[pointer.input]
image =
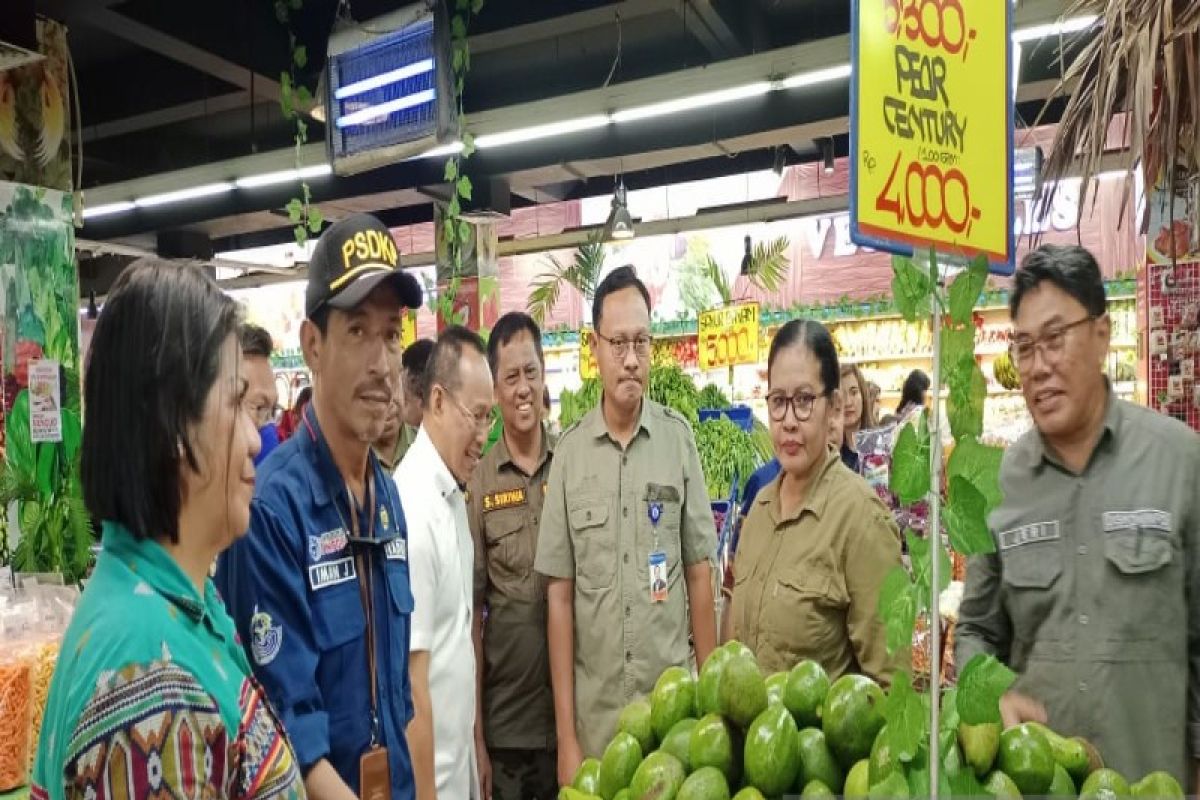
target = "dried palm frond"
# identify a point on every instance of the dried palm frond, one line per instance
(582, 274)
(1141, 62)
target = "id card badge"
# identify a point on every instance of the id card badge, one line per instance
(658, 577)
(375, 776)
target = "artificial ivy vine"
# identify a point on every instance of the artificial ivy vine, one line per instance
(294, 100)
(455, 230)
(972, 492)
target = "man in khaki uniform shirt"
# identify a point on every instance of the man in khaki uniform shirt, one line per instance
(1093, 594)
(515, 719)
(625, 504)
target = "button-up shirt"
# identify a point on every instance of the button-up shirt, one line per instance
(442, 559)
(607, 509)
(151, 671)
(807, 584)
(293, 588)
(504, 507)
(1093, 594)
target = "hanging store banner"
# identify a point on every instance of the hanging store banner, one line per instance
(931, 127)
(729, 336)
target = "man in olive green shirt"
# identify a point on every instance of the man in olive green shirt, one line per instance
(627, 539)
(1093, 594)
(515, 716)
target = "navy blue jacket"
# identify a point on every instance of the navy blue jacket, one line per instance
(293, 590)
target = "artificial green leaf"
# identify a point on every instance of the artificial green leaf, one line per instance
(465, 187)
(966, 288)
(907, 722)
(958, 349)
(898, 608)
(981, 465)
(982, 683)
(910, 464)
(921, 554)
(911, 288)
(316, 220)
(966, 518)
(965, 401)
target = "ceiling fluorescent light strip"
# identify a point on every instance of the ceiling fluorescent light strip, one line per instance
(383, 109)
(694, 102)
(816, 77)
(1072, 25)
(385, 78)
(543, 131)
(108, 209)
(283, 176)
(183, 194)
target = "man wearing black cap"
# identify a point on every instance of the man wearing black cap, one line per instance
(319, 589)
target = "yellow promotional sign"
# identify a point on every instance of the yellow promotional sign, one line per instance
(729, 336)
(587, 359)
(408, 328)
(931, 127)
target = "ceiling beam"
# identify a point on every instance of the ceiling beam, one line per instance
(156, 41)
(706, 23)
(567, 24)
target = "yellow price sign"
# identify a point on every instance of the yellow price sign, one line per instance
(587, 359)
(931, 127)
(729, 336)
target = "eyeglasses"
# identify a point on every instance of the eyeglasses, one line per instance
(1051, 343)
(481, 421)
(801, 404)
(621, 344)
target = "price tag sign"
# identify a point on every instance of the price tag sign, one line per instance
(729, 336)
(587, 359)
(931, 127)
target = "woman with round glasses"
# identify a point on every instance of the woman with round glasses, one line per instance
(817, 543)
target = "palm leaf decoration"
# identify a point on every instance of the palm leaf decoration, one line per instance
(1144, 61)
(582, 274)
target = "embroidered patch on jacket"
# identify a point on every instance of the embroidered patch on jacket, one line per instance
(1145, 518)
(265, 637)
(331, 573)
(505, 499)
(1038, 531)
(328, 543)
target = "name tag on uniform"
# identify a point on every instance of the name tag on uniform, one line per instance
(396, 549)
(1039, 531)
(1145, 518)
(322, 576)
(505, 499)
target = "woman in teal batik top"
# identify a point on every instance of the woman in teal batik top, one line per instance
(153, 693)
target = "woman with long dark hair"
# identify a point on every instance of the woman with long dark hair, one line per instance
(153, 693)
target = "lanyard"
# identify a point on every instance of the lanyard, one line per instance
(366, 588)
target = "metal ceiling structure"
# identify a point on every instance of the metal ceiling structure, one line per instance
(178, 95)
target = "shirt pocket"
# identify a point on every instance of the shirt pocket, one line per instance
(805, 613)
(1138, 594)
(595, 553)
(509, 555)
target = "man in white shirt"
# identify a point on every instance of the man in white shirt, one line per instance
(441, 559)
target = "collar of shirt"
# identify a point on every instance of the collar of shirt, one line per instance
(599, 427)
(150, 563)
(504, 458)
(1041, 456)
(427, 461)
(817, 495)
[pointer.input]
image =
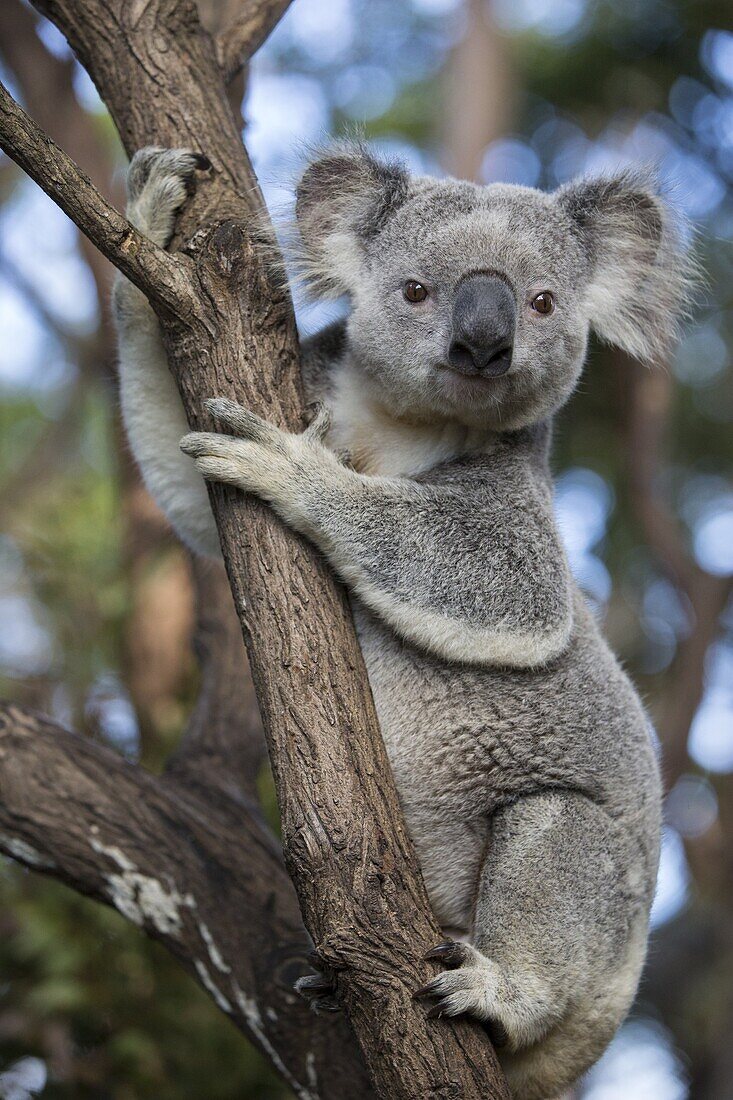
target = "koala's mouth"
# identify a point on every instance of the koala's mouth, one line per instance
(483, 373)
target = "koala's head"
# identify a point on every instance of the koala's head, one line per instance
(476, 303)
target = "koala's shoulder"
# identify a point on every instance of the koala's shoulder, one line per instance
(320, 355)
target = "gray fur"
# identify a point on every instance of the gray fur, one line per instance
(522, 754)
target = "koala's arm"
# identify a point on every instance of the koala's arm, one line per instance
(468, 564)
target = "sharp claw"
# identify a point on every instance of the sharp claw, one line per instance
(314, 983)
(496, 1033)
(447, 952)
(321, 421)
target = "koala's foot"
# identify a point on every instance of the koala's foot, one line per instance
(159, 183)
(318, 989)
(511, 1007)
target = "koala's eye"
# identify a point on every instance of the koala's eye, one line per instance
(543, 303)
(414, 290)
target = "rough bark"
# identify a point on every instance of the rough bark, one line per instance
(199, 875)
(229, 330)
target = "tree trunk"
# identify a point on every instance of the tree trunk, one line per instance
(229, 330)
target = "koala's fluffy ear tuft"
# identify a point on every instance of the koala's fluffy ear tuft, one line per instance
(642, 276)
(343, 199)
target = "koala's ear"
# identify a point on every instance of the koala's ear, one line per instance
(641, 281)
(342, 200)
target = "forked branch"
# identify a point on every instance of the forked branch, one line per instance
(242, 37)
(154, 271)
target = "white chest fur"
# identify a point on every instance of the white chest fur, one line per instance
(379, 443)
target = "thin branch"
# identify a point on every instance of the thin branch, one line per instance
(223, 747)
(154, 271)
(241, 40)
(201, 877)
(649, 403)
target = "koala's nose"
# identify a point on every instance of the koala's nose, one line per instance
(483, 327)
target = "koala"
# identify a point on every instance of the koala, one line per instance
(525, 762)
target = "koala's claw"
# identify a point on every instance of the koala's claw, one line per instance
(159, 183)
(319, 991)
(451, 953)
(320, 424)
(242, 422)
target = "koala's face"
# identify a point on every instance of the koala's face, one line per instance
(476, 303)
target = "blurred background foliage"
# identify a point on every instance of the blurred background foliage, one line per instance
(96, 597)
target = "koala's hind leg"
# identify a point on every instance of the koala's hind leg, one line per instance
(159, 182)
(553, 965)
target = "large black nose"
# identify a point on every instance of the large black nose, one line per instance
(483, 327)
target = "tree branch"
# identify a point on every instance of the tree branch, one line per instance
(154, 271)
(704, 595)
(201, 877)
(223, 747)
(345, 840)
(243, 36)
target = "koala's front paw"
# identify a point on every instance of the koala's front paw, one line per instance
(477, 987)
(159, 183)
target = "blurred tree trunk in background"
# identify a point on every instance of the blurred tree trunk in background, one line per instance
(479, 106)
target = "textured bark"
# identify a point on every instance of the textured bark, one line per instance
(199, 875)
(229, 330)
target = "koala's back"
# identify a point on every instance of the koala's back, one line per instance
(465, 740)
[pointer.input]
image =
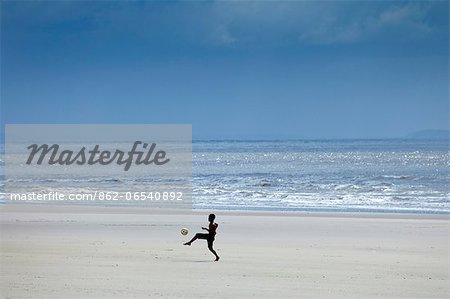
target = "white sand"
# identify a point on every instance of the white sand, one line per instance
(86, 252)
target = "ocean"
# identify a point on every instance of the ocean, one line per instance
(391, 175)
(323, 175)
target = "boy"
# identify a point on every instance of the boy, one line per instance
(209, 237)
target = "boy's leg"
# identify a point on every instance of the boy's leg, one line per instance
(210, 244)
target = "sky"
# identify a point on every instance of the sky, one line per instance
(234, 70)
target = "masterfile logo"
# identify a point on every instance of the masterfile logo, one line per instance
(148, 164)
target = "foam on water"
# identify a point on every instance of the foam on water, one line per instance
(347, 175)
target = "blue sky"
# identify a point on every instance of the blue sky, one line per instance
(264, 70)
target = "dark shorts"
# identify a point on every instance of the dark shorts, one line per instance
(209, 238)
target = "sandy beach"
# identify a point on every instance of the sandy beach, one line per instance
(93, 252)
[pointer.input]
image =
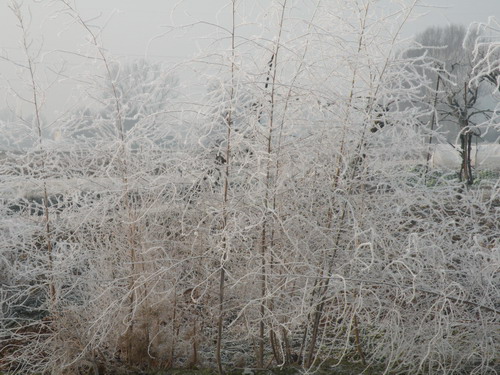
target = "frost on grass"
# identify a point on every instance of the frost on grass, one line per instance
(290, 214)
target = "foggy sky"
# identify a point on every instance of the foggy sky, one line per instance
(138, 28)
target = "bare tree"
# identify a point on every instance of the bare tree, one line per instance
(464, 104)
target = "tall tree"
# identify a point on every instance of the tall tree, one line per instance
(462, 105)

#####

* **WORK TASK**
What is needed here is an exact copy of the lines from the line containing "# identify a point on every instance of the blue" through the end of the records, with every picture left out.

* **EXPECTED ANSWER**
# identify a point on every instance of the blue sky, one line per instance
(264, 70)
target = "dark shorts"
# identify a point on every instance of the dark shorts, one line per instance
(209, 238)
target = "sandy beach"
# identify a point on every instance of the sandy beach, one line per instance
(93, 252)
[pointer.input]
image =
target = "frost on grass"
# identify a point on every instance of the frost on grass, one line per instance
(290, 214)
target = "foggy sky"
# identify a point on every instance of the foggy sky, one line per instance
(138, 28)
target = "bare tree"
# identify a point on every instance of the bare tree, one line per instance
(464, 104)
target = "tall tree"
# identify a point on every instance of the tall tree, one line per instance
(462, 105)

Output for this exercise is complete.